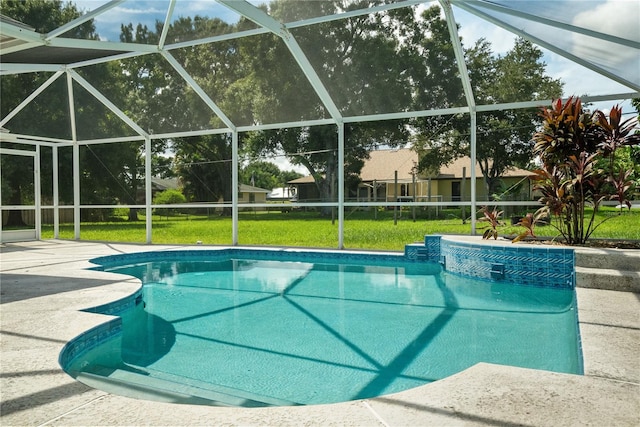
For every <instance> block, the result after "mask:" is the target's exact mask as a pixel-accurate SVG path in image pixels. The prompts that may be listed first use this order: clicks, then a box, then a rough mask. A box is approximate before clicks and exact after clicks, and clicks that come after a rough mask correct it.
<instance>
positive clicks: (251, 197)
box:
==
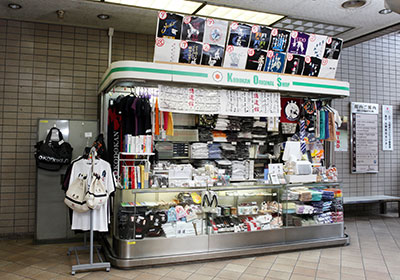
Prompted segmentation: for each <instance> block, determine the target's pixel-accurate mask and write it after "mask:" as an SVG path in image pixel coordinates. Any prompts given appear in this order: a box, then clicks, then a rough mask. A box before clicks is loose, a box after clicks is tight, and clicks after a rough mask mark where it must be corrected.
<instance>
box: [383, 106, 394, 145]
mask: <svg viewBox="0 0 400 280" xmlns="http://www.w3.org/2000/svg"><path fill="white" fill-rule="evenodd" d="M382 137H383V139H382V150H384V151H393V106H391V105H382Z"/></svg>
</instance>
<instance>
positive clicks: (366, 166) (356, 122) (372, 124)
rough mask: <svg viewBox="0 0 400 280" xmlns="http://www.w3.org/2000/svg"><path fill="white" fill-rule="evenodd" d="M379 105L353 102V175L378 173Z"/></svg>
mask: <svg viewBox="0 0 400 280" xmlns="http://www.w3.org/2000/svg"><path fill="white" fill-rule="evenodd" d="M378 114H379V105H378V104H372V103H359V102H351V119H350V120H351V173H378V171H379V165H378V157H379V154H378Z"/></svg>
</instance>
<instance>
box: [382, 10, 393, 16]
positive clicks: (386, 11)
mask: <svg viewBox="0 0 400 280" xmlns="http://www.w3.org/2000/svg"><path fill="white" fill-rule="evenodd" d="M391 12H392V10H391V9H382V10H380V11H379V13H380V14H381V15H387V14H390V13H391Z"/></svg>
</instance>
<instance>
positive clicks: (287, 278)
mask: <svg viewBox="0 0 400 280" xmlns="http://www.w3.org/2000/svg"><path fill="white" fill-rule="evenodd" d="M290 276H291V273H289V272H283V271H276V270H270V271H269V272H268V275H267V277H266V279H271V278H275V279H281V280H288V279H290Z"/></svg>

Action item
Find every line in the rows above that contains the word "order", and copy each of those lines in full.

Solution for this problem
For every <instance> block, the result after "mask:" is the target's exact mask as a pixel-accurate SVG path in image pixels. The prompts that may be listed first use this order: clicks, then a box, then a rough mask. A box is approximate before clicks and exact after clicks, and clicks that come after a rough mask correct it.
Prompted segmentation: for each <instance> block, determine the target's pixel-accurate mask and write it after "mask:" as an SVG path in image pixel coordinates. Any prompts given appear in this order: a box, then clicks, then a rough mask. A box before clicks is loose, a box after clicks is tight, and clicks after a rough mask mark where it must be corrected.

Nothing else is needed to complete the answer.